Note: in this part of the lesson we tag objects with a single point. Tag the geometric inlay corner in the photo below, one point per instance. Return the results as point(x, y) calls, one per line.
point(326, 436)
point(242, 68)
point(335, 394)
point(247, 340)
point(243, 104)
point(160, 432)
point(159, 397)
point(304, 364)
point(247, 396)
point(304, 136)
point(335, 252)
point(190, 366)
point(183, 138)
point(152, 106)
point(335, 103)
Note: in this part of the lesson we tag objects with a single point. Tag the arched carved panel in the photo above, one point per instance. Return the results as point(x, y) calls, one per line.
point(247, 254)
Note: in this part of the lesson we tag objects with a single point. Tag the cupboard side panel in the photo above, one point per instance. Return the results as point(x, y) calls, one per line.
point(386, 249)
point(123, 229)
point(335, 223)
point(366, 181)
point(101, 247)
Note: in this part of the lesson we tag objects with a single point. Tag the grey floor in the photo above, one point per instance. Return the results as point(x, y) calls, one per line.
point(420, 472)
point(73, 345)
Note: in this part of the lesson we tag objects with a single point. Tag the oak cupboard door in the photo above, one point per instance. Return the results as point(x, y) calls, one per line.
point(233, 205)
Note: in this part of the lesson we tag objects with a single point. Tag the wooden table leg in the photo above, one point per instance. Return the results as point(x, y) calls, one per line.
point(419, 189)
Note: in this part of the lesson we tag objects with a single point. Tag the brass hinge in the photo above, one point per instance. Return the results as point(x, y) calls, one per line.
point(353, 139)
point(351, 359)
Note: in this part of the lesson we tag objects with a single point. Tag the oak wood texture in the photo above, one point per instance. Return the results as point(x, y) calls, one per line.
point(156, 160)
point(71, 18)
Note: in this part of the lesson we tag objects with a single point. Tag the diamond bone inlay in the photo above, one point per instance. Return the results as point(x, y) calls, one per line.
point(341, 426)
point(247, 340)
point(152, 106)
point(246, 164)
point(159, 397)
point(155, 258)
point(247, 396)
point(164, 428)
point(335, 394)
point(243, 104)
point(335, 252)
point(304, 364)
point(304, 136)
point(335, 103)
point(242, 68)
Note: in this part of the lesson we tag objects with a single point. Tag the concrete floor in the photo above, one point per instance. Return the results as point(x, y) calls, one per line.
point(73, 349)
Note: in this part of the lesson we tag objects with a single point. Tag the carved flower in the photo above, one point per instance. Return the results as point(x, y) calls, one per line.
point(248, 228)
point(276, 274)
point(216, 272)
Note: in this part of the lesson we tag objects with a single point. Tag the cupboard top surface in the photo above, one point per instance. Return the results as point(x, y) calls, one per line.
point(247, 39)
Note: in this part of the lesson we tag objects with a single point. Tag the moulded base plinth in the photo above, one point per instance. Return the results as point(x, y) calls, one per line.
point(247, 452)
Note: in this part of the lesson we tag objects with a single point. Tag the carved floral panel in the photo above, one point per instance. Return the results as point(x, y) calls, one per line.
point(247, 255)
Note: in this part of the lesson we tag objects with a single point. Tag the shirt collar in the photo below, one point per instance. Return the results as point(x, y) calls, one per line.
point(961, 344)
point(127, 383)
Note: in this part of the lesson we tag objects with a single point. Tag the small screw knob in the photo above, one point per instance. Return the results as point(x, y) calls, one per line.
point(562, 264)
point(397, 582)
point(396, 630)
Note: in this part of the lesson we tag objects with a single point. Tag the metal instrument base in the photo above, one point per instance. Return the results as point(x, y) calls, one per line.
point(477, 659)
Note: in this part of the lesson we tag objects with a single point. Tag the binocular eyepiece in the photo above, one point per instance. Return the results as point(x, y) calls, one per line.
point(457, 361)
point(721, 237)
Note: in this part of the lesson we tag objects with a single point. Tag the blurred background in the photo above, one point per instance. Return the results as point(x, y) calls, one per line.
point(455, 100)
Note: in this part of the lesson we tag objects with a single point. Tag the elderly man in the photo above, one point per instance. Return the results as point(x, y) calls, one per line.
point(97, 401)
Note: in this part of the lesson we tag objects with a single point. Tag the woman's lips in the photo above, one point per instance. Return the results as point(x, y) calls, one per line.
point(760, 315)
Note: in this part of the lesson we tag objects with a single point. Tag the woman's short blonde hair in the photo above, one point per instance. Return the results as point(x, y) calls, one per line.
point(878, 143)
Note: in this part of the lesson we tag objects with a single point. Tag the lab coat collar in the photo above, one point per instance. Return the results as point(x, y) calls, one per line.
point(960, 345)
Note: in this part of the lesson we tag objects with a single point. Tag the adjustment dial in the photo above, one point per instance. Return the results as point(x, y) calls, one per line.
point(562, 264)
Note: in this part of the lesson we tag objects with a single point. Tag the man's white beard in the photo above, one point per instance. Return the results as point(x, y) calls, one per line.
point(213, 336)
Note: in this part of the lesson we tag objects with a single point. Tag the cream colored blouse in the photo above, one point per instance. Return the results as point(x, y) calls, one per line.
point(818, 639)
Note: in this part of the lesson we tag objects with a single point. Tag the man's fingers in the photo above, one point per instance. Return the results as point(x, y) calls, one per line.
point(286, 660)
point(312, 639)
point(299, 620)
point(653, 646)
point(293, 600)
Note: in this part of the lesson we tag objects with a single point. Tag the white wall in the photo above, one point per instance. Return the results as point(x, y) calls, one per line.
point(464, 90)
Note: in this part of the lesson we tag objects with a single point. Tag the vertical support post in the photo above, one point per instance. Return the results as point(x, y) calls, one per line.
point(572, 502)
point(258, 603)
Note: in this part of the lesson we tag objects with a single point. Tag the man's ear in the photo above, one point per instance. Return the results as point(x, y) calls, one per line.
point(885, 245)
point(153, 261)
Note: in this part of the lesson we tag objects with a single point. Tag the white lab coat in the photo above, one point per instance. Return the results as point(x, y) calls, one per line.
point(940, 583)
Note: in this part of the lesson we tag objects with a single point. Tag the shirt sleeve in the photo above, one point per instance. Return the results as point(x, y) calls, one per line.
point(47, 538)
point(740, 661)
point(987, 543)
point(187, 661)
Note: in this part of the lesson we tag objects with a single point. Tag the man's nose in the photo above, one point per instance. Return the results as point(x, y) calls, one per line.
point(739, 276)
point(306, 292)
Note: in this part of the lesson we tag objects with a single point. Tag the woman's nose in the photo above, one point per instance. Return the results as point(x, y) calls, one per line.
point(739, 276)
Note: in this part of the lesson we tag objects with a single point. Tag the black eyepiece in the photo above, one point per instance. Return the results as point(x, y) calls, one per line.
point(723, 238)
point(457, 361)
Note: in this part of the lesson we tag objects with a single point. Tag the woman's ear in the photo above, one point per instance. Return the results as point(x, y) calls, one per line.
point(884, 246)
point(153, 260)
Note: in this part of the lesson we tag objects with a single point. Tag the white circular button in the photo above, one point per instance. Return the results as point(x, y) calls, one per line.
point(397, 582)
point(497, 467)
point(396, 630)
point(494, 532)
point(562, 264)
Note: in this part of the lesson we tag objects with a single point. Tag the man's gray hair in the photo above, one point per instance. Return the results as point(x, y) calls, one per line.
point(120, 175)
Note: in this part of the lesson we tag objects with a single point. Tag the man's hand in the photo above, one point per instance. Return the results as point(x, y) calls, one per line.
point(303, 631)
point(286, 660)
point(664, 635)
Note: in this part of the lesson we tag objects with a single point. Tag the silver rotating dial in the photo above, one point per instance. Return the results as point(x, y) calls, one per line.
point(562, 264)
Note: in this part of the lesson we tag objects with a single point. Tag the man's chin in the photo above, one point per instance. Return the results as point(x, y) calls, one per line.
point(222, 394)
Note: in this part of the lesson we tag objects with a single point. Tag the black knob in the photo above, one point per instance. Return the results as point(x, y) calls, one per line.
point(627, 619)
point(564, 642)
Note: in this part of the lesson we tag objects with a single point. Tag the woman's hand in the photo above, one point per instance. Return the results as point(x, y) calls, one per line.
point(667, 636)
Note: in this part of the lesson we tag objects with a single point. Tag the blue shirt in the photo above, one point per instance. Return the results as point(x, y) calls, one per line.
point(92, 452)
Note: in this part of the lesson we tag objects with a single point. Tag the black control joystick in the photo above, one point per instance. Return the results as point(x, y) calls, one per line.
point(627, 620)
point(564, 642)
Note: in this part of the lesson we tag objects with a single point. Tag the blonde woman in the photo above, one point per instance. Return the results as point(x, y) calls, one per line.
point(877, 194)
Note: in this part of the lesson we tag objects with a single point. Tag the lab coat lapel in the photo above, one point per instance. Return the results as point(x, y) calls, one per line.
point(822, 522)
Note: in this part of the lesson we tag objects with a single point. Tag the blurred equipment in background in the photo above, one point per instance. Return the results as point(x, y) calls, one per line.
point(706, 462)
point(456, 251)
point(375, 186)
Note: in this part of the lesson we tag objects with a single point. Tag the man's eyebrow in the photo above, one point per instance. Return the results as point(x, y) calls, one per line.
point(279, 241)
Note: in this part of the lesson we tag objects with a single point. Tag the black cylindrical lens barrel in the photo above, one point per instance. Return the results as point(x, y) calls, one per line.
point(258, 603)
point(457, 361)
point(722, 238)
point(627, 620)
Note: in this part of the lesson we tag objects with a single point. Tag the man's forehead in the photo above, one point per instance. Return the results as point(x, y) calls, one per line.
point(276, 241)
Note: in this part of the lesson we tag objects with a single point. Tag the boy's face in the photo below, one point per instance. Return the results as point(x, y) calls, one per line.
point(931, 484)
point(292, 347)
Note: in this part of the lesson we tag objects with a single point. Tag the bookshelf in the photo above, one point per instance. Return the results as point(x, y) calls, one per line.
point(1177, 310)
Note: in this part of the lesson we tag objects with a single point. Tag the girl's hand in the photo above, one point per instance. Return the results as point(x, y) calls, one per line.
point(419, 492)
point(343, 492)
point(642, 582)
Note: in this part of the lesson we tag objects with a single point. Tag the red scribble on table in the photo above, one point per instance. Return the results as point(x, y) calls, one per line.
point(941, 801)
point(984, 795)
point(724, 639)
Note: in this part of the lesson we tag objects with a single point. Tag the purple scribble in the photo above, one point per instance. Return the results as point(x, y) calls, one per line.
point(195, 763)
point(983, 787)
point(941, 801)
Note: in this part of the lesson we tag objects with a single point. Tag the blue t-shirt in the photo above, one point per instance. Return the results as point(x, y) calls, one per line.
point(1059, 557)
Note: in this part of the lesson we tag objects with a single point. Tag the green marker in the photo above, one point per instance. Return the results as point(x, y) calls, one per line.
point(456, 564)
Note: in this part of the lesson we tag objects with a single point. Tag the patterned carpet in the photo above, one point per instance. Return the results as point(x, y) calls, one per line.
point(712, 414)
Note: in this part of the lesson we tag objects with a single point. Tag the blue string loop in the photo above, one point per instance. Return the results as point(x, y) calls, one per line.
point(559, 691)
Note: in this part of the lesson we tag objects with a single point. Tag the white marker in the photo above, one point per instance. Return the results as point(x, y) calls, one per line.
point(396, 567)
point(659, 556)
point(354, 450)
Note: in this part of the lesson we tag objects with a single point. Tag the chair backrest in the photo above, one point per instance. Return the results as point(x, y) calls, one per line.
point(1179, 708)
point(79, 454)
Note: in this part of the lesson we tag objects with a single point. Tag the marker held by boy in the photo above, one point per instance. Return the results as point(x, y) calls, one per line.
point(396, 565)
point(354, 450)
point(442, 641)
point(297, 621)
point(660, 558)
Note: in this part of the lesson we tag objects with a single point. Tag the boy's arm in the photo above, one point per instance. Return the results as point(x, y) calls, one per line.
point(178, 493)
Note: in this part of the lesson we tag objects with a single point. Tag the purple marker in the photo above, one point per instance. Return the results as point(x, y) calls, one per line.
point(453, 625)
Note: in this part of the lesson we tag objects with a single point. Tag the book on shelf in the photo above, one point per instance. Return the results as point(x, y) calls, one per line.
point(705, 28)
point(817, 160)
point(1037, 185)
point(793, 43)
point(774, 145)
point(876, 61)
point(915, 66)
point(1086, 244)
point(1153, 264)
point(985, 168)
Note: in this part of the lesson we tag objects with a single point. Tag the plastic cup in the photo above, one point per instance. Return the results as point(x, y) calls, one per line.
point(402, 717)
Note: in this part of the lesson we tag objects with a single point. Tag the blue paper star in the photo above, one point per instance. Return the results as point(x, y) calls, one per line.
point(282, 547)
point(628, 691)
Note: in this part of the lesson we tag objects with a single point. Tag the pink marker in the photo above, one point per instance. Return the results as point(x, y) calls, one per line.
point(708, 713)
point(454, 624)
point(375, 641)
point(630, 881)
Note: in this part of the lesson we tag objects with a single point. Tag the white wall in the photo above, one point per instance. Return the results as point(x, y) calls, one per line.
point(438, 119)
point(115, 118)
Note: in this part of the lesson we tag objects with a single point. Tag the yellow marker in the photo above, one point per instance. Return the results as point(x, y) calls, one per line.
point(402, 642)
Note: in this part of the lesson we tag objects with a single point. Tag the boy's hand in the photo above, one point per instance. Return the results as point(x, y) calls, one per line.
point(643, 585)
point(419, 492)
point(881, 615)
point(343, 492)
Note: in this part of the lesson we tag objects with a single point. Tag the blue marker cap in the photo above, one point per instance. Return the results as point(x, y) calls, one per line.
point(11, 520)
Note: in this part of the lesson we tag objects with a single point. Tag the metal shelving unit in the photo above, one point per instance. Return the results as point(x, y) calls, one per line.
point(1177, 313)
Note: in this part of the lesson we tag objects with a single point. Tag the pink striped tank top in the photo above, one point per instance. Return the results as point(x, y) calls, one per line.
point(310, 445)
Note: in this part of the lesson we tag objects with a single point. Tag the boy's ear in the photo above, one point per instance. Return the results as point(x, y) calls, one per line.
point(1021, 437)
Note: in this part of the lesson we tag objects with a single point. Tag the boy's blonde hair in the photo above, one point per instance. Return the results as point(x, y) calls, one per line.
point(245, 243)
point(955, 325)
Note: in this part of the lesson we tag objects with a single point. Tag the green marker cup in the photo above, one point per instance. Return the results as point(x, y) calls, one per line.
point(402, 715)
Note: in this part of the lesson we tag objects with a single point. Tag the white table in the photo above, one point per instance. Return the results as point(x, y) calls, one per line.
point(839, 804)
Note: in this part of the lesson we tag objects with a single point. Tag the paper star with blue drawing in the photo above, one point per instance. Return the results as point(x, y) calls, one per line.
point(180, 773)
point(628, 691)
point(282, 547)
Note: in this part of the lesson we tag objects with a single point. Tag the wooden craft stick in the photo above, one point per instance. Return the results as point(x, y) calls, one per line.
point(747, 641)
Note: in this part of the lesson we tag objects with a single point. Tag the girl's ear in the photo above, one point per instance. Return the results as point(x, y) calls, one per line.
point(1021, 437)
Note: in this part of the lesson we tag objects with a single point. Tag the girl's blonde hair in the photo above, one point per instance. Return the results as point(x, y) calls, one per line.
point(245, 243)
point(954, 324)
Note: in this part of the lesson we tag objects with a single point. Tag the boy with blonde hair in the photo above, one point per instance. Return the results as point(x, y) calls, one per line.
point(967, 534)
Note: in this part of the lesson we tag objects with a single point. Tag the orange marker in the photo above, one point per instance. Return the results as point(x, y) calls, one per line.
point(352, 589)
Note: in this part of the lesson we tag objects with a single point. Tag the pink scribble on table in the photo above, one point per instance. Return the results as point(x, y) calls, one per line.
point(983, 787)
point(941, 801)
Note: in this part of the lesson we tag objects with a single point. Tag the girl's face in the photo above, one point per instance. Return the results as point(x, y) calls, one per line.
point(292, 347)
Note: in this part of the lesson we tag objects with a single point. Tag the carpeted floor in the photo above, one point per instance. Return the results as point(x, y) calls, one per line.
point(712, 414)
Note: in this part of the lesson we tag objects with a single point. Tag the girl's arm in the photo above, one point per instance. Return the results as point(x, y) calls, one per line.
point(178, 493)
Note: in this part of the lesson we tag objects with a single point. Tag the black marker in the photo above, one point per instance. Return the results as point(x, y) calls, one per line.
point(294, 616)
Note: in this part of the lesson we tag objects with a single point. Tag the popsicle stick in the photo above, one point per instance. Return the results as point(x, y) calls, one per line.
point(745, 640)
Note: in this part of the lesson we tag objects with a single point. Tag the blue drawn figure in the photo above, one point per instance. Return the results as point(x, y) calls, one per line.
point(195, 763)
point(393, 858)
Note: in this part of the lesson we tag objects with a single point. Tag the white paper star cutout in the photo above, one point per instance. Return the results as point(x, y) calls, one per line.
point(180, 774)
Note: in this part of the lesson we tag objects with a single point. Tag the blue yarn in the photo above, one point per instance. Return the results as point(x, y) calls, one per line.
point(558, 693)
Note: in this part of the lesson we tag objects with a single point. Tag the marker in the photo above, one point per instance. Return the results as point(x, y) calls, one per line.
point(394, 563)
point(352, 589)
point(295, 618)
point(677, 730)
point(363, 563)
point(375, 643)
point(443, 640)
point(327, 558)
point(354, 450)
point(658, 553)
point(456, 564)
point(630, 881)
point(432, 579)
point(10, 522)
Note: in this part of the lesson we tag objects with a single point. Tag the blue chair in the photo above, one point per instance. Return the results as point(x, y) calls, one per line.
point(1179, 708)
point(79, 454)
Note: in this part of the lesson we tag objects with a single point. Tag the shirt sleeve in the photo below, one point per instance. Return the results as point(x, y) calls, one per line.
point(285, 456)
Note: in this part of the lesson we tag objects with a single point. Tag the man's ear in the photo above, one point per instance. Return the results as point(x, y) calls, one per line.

▶ Problem
Quote the records verbatim from the line containing "the man's hand" through the line containing "point(375, 186)", both lines included.

▶ Exercise solution
Note: in this part of the lesson we tag objects with a single point. Tag the man's hand in the photo above, one point per instance. Return the results as point(x, y) calls, one per line.
point(303, 631)
point(286, 660)
point(664, 635)
Note: in this part of the lesson we tag objects with a single point. Tag the silver rotating dial in the photo above, one point per instance. Return the results as point(x, y) calls, one per line.
point(562, 264)
Note: in this part of the lesson we tag objects with a single point. Tag the man's chin in the photo above, one point per instance. Return the results as point(x, y) calls, one per line.
point(222, 394)
Note: in this part of the lesson we tag objects with a single point. Tag the black knob in the photo above, one point per instance. Return the results as point(x, y) calls, one per line.
point(627, 619)
point(564, 642)
Note: in this part of the lesson we tag objects with a single point. Tag the woman's hand in the photo above, one point per instance. Return the results as point(x, y) calls, one per line.
point(667, 636)
Note: in this part of the lesson we tag objects with a single point. Tag the blue shirt in the photo above, one point per instance. Return the results as point(x, y) calls, one per line.
point(92, 452)
Note: in this part of the lesson we tag objects with a single point. Tag the black control joystick in the photo above, one point per instance. Return the results as point(x, y) calls, one per line.
point(627, 620)
point(564, 642)
Note: in this part of the lesson we tag objects with a single point. Tag the blonde woman in the photo above, one point per instance. Return the results as point(x, y) calls, one per line.
point(877, 194)
Note: in this part of the lesson we tag objects with a single point. Tag the lab coat lapel in the photo above, one point per instance. Return the results as point(x, y) calls, one per line.
point(822, 522)
Note: in this part of the lesson we tag objects with a single point. Tag the blurred equipment in background in the photo above, one point per instance. Return the results as point(x, y) calls, one per line.
point(706, 462)
point(456, 251)
point(375, 186)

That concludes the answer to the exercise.